> DIRECTIONS FOR THIS TASK
Copy down the listing below exactly, please, including every line.

> SUPPLIED RECORDS
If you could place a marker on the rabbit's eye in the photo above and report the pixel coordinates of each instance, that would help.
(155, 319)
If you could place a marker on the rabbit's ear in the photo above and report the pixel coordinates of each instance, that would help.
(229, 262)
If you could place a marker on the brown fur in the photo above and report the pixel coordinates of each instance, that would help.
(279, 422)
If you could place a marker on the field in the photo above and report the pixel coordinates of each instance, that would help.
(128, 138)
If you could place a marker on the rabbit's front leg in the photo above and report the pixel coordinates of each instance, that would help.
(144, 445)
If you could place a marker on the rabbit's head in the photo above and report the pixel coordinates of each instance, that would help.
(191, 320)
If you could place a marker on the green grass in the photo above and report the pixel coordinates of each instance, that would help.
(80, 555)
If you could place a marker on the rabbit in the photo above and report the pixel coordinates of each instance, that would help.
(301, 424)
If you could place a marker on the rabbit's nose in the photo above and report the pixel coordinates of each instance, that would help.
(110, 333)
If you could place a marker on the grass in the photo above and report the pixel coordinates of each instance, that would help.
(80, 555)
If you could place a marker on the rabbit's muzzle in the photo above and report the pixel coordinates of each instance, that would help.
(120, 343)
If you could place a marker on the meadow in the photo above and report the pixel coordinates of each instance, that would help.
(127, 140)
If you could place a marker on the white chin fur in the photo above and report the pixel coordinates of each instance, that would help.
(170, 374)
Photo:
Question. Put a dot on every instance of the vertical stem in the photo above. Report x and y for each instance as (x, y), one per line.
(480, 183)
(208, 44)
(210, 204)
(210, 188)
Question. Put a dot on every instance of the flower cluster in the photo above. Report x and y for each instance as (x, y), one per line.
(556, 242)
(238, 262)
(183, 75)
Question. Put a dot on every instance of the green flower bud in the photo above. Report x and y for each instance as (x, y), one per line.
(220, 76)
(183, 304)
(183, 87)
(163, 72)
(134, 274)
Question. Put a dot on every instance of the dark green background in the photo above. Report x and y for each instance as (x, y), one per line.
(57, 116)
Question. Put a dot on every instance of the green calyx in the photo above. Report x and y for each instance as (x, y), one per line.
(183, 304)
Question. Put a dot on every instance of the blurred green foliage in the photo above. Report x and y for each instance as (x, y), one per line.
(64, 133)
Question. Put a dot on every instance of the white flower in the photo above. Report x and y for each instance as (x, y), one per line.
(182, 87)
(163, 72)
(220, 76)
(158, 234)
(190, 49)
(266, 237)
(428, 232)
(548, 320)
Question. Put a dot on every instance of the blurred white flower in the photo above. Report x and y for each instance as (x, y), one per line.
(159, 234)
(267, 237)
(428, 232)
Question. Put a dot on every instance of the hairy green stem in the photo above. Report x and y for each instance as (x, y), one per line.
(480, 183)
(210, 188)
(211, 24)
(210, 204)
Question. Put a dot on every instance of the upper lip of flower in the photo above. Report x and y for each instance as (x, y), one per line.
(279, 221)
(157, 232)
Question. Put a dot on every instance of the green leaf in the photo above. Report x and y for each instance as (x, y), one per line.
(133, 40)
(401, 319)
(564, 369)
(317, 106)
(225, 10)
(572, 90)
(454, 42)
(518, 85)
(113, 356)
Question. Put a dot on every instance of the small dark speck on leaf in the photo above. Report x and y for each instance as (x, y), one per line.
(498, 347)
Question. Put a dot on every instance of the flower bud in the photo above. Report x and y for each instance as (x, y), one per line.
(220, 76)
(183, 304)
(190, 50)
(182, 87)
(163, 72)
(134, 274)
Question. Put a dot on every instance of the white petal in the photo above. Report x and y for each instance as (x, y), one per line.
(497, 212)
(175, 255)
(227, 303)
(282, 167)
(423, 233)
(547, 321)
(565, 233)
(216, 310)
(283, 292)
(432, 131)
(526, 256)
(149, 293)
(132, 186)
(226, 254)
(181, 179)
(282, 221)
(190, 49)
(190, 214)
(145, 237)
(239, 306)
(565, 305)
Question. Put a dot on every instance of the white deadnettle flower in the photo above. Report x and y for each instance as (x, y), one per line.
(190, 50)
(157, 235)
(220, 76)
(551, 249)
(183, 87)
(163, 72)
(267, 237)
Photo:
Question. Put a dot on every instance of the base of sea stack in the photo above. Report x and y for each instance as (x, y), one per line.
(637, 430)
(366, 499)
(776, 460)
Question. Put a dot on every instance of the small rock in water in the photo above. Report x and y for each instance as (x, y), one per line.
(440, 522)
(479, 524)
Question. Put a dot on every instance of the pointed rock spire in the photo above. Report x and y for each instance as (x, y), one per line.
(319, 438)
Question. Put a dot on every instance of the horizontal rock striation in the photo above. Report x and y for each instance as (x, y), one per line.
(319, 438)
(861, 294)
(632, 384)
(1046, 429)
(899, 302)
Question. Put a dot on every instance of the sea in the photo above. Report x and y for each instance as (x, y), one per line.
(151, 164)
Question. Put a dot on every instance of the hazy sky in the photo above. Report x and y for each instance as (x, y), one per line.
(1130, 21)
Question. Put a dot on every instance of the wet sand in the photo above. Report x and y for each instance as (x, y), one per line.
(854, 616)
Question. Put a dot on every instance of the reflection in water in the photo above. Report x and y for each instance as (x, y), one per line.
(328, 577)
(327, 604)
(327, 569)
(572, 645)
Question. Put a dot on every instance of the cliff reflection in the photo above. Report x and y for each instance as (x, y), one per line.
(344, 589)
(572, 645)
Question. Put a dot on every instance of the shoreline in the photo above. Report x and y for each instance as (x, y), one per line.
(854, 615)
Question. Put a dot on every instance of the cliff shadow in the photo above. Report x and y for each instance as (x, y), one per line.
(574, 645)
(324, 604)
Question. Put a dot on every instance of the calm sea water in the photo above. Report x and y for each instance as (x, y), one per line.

> WORKED SOLUTION
If you could place a marker on the rabbit's eye in the photo above and report the pixel coordinates of each instance, that would help.
(155, 319)
If you could place a marker on the rabbit's ear in the photo above and report the pixel coordinates of each instance, that would help.
(229, 262)
If you could place a marker on the brown fur in the photo above and report the pixel coordinates of each instance, that would help.
(279, 422)
If you could place a marker on the field in the photo above and report the pixel coordinates of each instance, that would help.
(128, 138)
If you could place a marker on the rabbit's front leg in the photo above and report the pixel coordinates of each instance, that would help.
(144, 445)
If you could place a marker on the rabbit's head in the photo above and report the pixel coordinates of each instance, that would help.
(191, 320)
If you could place a marker on the green grass in the photo above and report the pixel coordinates of each instance, that would help.
(80, 555)
If you could place a marker on the rabbit in the photo above and report the pixel coordinates of each instance, that would help.
(301, 424)
If you could place a marker on the rabbit's nose in the photo above and report the pixel coordinates of each instance, that would help.
(110, 333)
If you could place a marker on the grass in the photo above and report the pixel coordinates of each instance, that would help.
(80, 555)
If you could place a marker on the rabbit's muzzle in the photo above and report the pixel coordinates of each instance, that would help.
(120, 343)
If you could place a marker on the meadow in the photo above and report the pixel coordinates of each instance, that would help.
(127, 140)
If you could place a marker on the white chin fur in the photo above and report the pixel coordinates of each instance, that would help.
(170, 374)
Photo:
Question. Put a dot on every instance of the vertical stem in the photo above. Report x and y for each instance as (x, y), one per line.
(480, 183)
(208, 44)
(210, 204)
(210, 188)
Question. Put a dot on every instance of the flower cluster in the photo above. Report x and y for each instance as (x, y), one per line.
(556, 242)
(238, 262)
(183, 75)
Question. Put a dot on every instance of the green flower bud in the photo above. Report x and y for each instance as (x, y), one per line.
(220, 76)
(183, 304)
(183, 87)
(163, 72)
(134, 274)
Question. Put a dot on every instance of the dark green background in the photo above. Report x and y for each instance as (x, y), one per line.
(57, 116)
Question. Put a dot on every instance of the green calyx in the photo above. Report x and y for each instance as (x, y), one per line.
(183, 304)
Question. Put a dot on every instance of the blurred green foliage in the photo above. Report x and y for each instance as (x, y), one per line.
(64, 133)
Question. Put a dot on every instance of the white flower in the photo above. Report x and y for each instance as (x, y), one per line.
(182, 87)
(163, 72)
(220, 76)
(158, 234)
(190, 49)
(266, 237)
(428, 232)
(548, 320)
Question. Put a dot on every instance of the blurred white flower in the photo above. Report x and y for each instance as (x, y), one per line.
(159, 234)
(267, 237)
(428, 232)
Question. Put a dot on every instance of the hairy green stem in the photo above. Report x and y for each instance as (x, y), one per line.
(480, 183)
(210, 188)
(211, 24)
(210, 204)
Question. Put a dot on every instance of the upper lip of flower in the photo above. Report x and y for each instance as (x, y), one per line.
(279, 221)
(157, 232)
Question. Put a dot on every instance of the green leaf in the photo above. Report x and y for each instance as (x, y), one per line.
(133, 40)
(401, 319)
(564, 369)
(317, 106)
(225, 10)
(572, 90)
(454, 42)
(518, 85)
(113, 356)
Question. Put a dot on every instance of the small dark speck on leaf in the photo above. Report x and y for each instance as (x, y), one per line.
(498, 347)
Question. Put a dot on every instance of the flower bud in the photo above. Report x and y for each instance as (x, y), one per line.
(220, 76)
(183, 304)
(190, 50)
(182, 87)
(163, 72)
(134, 274)
Question. Put a dot on every instance of the white petal in the photo above. Report x and y for each instance as (x, y), one per line.
(497, 212)
(175, 255)
(227, 303)
(282, 167)
(423, 233)
(547, 321)
(565, 233)
(216, 310)
(283, 292)
(432, 131)
(526, 256)
(149, 293)
(132, 186)
(226, 254)
(181, 179)
(282, 221)
(190, 49)
(190, 214)
(145, 237)
(239, 306)
(565, 305)
Question. Put a dot on every instance of the white deadnettle flower in the photo above. Report x and y for each instance as (x, y), one per line.
(190, 50)
(157, 235)
(220, 76)
(551, 249)
(183, 87)
(163, 72)
(267, 237)
Photo:
Question. Put a dot on every instance of the base of sea stack in the photo above. Report x and y for each instance as (x, y), one per line.
(637, 430)
(366, 499)
(776, 460)
Question. Put a dot on every instance of the small rock in water in the photo above. Report x and y for each instance as (x, y), one per line.
(440, 522)
(479, 524)
Question. Put a dot on every instance of the pointed rock spire in the photo above. Report x and y for each instance as (x, y), one per line.
(319, 438)
Question. Put a dot on every instance of the horizontal rock striation in the photo above. Report x and y for each instance as (x, y), one per line.
(319, 438)
(861, 294)
(632, 384)
(1046, 429)
(899, 302)
Question. Put a dot on every instance of the sea in the photo above. Report x and y for each instance as (x, y), one per line.
(151, 164)
Question. Put a dot on every instance of the hazy sky in the photo above. Report x and y for each instance as (x, y), one per line.
(1130, 21)
Question. Put a dot on every instance of the wet sand in the photo above. Report x and y for each instance as (x, y), one per line.
(854, 616)
Question. Put a dot on every instance of the reflection in water in the photo above. Report x and y for each instance as (x, y), one per line.
(328, 577)
(327, 604)
(327, 569)
(572, 645)
Question. Put a dot on every instance of the cliff reflection in the photo above. Report x and y for each instance as (x, y), one per line.
(344, 589)
(572, 645)
Question. Put a dot on every instance of the shoreline in the photo above. Report x and y for each instance as (x, y), one per line.
(854, 615)
Question. Put a dot on every instance of the cliff shadow in the photo above. Report x and y for each instance as (x, y), one per line.
(574, 645)
(324, 604)
Question. Put a dot on every instance of the calm sea water in the photo above. Report x and y for each instance as (x, y), one per line.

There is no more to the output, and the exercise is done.